→ Extract provided
▼


      “I also wonder if its because we are not necessarily masters of some small domain area, but have broader generalized appreciation (specialised generalist) of many things and can therefore see the bigger picture.”

      Yep, for us in enterprise-architecture and the like, I’d agree that’s often a factor (or driver).

      “Two dimensional man could not possibly understand what three dimensional man sees.”

      Again, good point – kinda reminds of that old classic ‘Flatland’, doesn’t it?

  3. Mr. Graves,

    Your comments about the “occupational hazards” of EA were interesting to read this morning. I use the phrase (O.H.) deliberately; the world of the EA is almost a matrix designed to produce “doubt” (about which much is written, including all the way back to that other “Tom”).

    From my perspective of having worked with a few EAs and similar “types”, and from the small projects which I have to execute from time to time and which, briefly, take on the appearance of EA-writ-small, I offer the following observation: which is that part of the challenge around EA and business analysis etc., is the Rodney Dangerfield challenge, i.e. about “not getting no respect”. We could add to this all kinds of occupations where one has a large body of knowledge to master and use, and yet where one’s reward is forever as a “cost centre”. Other examples would be maintenance engineers in a manufacturing plant. Likely lots of professional pride, and in this case at least the satisfaction of smoothly running machines and having solved various technical puzzles. But still always “underfunded” from the perspective of maintenance (although not necessarily from the perspective of the organization). EA and BA work is even more abstract . . .

    OK, why both sharing this? Because I wonder if over time things might change a little, as business evolves towards more of an “outcomes-based-world”? Because if one has skin in the game (we are now in my territory of sales), then there is a profound psychological change that happens. In the circumstances of not only being a cost centre, one is now empowered and looks at life differently.

    Our current organizatonal designs are only artefacts of history in the 19th and 20th centuries. Perhaps we will see progressive disaggregation, as the gurus of “free agent nations” would have it. They go too far, but I do believe that business analysis and enterprise architecture will become increasingly important and be seen as ‘at the table’. There are technological, economic, organizational and competitive reasons for this to happen. The only question is whether BA and EA remain separate disciplines, or become just part of what every senior executive must know. Perhaps accounting shows the way. All executives must know accounting, but we maintain a cadre of specialists to get it right and to do both the routine work and the work of planning and control.

▲

→ Information provided
▼

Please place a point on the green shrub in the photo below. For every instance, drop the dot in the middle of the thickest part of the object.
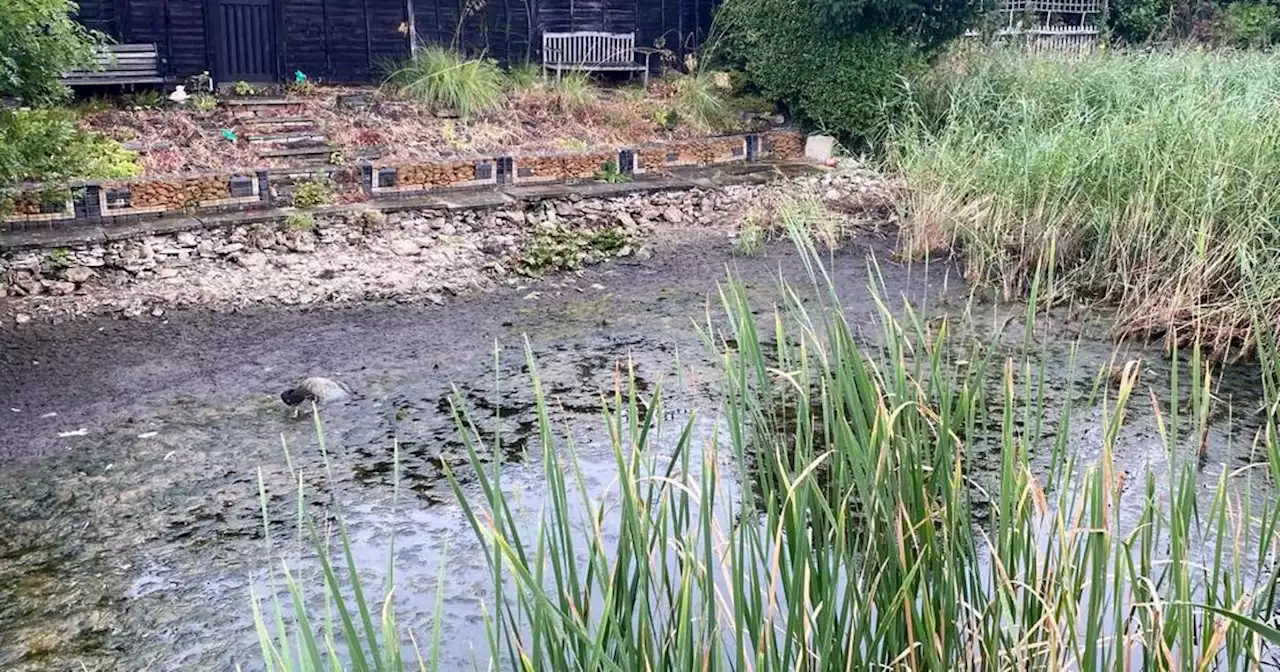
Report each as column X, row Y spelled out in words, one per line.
column 443, row 78
column 1138, row 21
column 846, row 83
column 1249, row 24
column 48, row 145
column 312, row 192
column 39, row 42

▲

→ Tasks
**A.** Please write out everything in the enterprise architecture comments from "OK, why both" down to "at life differently.".
**B.** List the kinds of reasons the enterprise architecture comments give for business analysis and enterprise architecture coming to be seen as "at the table".
**C.** Write the next part of the enterprise architecture comments, picking up after their final sentence.

→ Answers for the exercise
**A.**
OK, why both sharing this? Because I wonder if over time things might change a little, as business evolves towards more of an “outcomes-based-world”? Because if one has skin in the game (we are now in my territory of sales), then there is a profound psychological change that happens. In the circumstances of not only being a cost centre, one is now empowered and looks at life differently.

**B.**
- Technological
- Economic
- Organizational
- Competitive

**C.**
    So, in summary, I see doubt as part of the job description of occupations that are difficult, essential and treated as necessary evils. And this situation may change as organizations continue to disaggregate.

    John

    • As with the others here, many thanks for this, John.

      Agreed that a problem that we face, along with (as you say) maintenance-engineers and the like, is that the better we do our jobs, the less there is to show for it, precisely because it is</em? working well. At least a maintenance-engineer does something tangible to something that is itself also (usually) tangible: the difficult we have have is that our work is not only more abstract (as again you say), but also 'between the cracks'. One way I've used recently to show others where EAs' work takes place, is to show, for example, a standard supply-chain or process-flow diagram, and then put a tint on the background: if they want to see where EAs work, it’s in the between-the-boxes space indicated by the tint.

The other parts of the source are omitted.